Ricopia per intero il passo del documento, da "I terrazzi –" giù fino a "colore delle nuvole.", sostituendo "gerani" con "ciclamini".

Passo del documento:
- - - -

Mi inoltro – è l’unica lastricata in cemento – per via Solferino, poi Via Vallone, poi Via Monti, Via Collina; lungo il camminamento del muretto a sinistra, di sotto pullulano, a colori variopinti, vigne, orti, giardini, filari di fratte, macere, palizzate tra i quali spuntano fichidindia, nespole, mimose, oleandri. Sulla destra, le case, come risucchiate dal basso, colano a picco in questo bianco oceano di roccia, lasciando galleggiare a mezz’aria balconi, frammenti d’archi, capitelli mutili, orbite di finestre, mentre le strade, inerpicate a gradoni, fluttuano su una convulsione tellurica. Le facciate, i muri fatti a pietre e malta, rimpasto di risulta, si macchiano tutte di calce candida, abbarbicate e in fuga dal tessuto compatto della pietra, protese nel celeste sconfinato del cielo cui la magia della pioggia conferisce, in questo marzo ancora freddo, una straordinaria lucidità. Ai lati delle porte d’ingresso, quelle sulla strada, lungo gli stipiti esterni, si snodano tralci di rampicanti o sarmenti serpeggianti in pensili grate a fugare con l’ombra estiva la calura impietosa. Qualche gatto svincola sospettoso, un cane alla catena ulula, in un recinto si dinoccolano papere scodinzolanti, Per terra, davanti ad ogni abitazione, pianori lindi con cordoli a gradini che si perdono in vicoli e viuzze, stradine strette e impraticabili, larghe una spanna, un labirintico gioco di entrate ed uscite, dedalico anfratto abitativo.

In un angolo a strapiombo sugli orti sottostanti s’affacciano verande ad arco schiacciato, tramutate in alto in mansarde su cui il primo sole s’adagia in un abile gioco di luce.

I terrazzi – dai davanzali orlati di gerani, primule, malverose – si sgretolano in crepe dove occhieggiano ciuffi di menta o campanule. Davanti ad ogni casa la scalinata, il vagghio, porta al primo piano. Sono scalinate a pietre compatte, ma corrose dal muschio. Su ballatoi recintati a muretto o, sui più moderni, a volute di ringhiere in ferro battuto o a mattoni traforati o a sinuose colonnine, tentano la fuga vari tipi vari tipi fiori he, a dispetto dell’incuria o forse anche per essa ridondano di nuova vita e di profumi stagionali. Sotto la scalinata c’è la “mascionella” o qualche arcata in penombra, cieca al colore delle nuvole.

- - - -

Dati forniti:
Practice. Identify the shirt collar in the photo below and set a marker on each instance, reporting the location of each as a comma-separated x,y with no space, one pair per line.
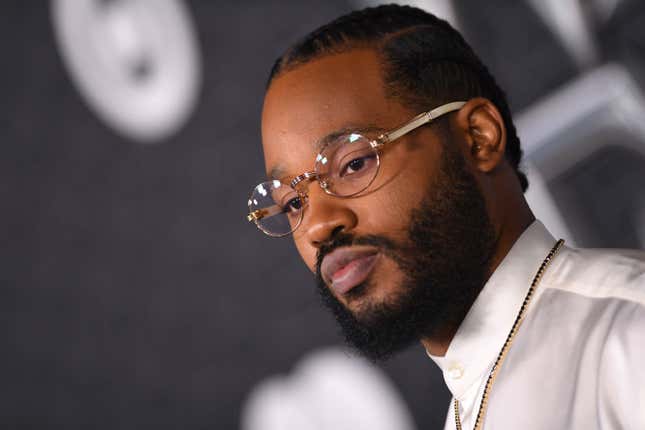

- - - -

Risposta completa:
I terrazzi – dai davanzali orlati di ciclamini, primule, malverose – si sgretolano in crepe dove occhieggiano ciuffi di menta o campanule. Davanti ad ogni casa la scalinata, il vagghio, porta al primo piano. Sono scalinate a pietre compatte, ma corrose dal muschio. Su ballatoi recintati a muretto o, sui più moderni, a volute di ringhiere in ferro battuto o a mattoni traforati o a sinuose colonnine, tentano la fuga vari tipi vari tipi fiori he, a dispetto dell’incuria o forse anche per essa ridondano di nuova vita e di profumi stagionali. Sotto la scalinata c’è la “mascionella” o qualche arcata in penombra, cieca al colore delle nuvole.